----- Listed entries -----

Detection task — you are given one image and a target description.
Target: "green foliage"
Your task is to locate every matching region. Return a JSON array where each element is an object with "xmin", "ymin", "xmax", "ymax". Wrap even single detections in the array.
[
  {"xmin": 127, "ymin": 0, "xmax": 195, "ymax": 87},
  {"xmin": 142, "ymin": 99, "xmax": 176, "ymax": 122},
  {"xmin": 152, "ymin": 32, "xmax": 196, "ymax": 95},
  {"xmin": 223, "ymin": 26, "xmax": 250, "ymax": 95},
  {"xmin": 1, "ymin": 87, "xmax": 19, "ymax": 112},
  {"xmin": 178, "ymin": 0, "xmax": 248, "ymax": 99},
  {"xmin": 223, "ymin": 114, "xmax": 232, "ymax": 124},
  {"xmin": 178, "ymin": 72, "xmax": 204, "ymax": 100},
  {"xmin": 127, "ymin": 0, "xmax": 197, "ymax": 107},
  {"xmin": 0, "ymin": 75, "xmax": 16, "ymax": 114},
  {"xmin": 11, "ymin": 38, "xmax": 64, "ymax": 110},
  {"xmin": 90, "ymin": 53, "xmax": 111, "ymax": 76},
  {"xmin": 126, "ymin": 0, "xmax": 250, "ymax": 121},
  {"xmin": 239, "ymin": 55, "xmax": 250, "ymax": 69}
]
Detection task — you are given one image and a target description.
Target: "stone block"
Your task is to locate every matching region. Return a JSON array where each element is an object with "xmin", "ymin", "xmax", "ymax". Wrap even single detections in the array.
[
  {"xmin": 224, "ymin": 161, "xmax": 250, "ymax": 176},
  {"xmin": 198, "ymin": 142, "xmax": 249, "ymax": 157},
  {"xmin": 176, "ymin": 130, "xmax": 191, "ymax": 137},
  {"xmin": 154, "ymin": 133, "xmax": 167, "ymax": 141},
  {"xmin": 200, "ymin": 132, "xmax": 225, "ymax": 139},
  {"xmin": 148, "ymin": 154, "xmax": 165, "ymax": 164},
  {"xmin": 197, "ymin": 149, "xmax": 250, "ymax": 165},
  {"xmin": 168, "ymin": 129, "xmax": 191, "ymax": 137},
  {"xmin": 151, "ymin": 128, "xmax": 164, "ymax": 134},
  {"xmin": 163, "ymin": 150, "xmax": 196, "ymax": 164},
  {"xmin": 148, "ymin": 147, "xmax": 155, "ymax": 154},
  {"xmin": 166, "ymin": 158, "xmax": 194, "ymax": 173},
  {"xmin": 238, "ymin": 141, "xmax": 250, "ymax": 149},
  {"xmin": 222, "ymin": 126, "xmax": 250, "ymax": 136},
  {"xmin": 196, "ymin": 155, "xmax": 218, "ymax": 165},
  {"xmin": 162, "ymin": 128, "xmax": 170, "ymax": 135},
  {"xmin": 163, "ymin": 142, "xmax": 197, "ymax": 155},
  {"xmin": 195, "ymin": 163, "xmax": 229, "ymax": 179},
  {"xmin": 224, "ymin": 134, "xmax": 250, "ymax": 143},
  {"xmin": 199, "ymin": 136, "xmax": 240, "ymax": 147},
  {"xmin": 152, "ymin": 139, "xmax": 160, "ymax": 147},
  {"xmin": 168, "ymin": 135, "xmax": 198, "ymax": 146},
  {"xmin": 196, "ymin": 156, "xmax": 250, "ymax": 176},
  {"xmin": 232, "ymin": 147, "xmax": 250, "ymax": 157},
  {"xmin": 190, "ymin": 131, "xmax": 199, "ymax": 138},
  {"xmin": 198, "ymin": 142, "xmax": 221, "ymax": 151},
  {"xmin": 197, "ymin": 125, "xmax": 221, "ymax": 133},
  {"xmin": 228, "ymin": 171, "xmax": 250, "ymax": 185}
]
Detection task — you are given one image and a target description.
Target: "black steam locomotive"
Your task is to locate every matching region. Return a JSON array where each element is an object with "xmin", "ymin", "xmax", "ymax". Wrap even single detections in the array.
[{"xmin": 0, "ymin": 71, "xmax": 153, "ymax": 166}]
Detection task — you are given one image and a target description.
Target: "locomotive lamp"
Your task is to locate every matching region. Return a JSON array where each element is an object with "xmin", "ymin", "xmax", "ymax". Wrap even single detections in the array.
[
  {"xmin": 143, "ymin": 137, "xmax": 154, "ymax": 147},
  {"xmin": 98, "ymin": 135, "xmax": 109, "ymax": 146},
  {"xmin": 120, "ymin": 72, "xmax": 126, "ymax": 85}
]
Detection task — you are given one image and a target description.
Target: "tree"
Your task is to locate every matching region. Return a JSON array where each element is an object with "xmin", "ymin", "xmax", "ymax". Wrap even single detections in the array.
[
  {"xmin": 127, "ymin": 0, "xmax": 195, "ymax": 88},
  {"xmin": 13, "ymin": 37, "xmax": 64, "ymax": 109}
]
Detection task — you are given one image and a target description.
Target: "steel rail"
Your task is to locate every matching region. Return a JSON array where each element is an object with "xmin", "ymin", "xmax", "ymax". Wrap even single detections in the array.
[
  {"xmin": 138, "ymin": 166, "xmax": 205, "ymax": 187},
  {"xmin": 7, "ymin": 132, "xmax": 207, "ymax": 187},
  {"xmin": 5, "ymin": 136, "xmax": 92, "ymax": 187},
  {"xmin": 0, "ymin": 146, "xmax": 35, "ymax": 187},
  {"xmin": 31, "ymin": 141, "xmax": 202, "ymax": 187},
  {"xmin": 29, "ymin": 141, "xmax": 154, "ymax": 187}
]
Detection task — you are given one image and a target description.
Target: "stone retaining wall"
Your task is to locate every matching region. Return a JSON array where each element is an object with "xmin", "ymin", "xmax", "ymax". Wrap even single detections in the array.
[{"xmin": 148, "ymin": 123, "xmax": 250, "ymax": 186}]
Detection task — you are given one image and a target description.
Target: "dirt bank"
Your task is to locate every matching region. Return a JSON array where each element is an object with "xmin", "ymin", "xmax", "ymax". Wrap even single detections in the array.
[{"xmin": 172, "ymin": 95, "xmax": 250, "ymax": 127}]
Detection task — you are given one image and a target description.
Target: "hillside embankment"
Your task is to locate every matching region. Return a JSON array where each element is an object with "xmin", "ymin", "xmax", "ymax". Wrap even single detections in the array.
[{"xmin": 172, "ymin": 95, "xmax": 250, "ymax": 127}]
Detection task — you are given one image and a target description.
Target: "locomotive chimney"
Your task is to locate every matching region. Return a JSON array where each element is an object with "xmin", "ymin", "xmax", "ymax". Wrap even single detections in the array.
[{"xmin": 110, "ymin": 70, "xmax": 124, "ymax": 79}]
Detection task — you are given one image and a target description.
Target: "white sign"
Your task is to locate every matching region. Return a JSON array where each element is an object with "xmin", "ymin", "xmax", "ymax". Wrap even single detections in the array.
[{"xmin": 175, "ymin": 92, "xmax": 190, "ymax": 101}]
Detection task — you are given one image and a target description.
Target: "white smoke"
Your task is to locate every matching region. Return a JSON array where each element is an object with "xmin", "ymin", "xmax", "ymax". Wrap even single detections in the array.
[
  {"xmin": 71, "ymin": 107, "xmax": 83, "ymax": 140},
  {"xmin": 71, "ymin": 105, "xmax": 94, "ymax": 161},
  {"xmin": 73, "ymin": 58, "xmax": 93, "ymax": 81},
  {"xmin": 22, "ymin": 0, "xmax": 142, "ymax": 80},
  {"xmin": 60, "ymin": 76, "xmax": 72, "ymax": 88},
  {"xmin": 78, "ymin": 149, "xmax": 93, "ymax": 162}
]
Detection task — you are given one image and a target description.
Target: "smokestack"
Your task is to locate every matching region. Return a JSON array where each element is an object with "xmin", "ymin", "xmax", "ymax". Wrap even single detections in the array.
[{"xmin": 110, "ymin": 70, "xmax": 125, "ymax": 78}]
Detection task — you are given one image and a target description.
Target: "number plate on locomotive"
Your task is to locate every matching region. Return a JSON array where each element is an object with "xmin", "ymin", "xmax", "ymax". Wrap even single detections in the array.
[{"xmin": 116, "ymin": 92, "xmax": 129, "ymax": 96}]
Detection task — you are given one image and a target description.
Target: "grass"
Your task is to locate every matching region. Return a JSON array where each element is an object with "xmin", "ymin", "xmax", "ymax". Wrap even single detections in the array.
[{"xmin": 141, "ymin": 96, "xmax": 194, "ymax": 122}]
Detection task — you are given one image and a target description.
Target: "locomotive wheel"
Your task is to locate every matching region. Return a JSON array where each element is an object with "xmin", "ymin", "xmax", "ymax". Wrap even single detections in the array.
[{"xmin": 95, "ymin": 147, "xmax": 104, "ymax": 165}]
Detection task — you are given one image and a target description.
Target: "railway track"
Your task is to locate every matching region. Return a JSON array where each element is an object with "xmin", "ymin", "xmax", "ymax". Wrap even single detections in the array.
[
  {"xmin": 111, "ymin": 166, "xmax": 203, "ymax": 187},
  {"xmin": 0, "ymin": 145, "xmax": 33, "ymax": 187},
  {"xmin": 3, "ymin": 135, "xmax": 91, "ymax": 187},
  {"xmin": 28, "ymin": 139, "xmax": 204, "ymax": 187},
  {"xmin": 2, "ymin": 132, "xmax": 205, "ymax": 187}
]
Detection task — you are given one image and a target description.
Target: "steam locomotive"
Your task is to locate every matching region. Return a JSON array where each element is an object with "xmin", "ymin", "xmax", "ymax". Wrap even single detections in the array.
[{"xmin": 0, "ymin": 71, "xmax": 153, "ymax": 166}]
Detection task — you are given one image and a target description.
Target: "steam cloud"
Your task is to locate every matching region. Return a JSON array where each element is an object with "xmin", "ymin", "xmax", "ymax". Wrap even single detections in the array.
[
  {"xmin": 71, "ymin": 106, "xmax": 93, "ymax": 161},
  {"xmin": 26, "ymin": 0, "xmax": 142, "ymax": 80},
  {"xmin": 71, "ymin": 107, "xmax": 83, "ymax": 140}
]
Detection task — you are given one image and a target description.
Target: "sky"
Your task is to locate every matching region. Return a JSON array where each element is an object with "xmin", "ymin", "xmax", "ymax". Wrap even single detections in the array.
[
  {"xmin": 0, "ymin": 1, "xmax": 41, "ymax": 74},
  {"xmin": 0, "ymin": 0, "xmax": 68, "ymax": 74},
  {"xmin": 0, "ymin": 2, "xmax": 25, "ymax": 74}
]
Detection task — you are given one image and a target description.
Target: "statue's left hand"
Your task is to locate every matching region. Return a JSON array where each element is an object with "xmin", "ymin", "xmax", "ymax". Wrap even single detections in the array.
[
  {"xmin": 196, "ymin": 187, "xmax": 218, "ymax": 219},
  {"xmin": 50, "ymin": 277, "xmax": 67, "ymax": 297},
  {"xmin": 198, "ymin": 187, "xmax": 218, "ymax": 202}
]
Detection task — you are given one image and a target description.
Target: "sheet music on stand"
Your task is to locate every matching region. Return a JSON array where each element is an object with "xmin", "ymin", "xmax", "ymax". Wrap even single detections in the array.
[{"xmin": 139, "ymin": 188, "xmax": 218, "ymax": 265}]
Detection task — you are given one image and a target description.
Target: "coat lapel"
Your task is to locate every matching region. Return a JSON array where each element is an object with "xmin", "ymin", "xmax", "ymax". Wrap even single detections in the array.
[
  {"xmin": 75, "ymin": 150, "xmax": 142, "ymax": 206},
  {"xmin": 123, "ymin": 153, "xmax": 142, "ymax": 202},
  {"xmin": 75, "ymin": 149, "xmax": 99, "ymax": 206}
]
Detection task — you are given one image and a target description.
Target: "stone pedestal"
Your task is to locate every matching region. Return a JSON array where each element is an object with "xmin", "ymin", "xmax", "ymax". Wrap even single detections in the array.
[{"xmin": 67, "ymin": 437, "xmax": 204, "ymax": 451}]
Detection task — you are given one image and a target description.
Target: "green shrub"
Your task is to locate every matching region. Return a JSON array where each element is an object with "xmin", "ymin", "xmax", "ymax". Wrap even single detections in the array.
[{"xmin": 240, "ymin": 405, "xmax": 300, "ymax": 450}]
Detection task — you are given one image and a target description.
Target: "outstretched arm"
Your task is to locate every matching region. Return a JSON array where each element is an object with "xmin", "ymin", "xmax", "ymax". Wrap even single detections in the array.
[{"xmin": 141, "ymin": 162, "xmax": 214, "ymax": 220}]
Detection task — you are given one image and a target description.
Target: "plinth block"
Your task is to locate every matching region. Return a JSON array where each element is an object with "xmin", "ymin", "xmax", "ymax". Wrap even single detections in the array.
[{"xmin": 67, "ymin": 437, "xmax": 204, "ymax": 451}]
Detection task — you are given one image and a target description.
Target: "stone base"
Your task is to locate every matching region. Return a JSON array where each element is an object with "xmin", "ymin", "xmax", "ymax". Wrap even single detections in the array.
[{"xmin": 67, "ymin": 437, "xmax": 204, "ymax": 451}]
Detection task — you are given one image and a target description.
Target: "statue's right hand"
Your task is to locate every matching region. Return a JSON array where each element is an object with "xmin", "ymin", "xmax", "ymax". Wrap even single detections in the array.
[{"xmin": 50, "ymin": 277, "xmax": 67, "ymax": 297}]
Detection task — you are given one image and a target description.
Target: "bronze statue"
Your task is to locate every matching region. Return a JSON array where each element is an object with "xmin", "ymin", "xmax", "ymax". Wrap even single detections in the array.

-----

> What you will do:
Copy the lines that hold the word "green". Take them from the records above.

> Output below:
Target: "green foliage"
Target: "green shrub"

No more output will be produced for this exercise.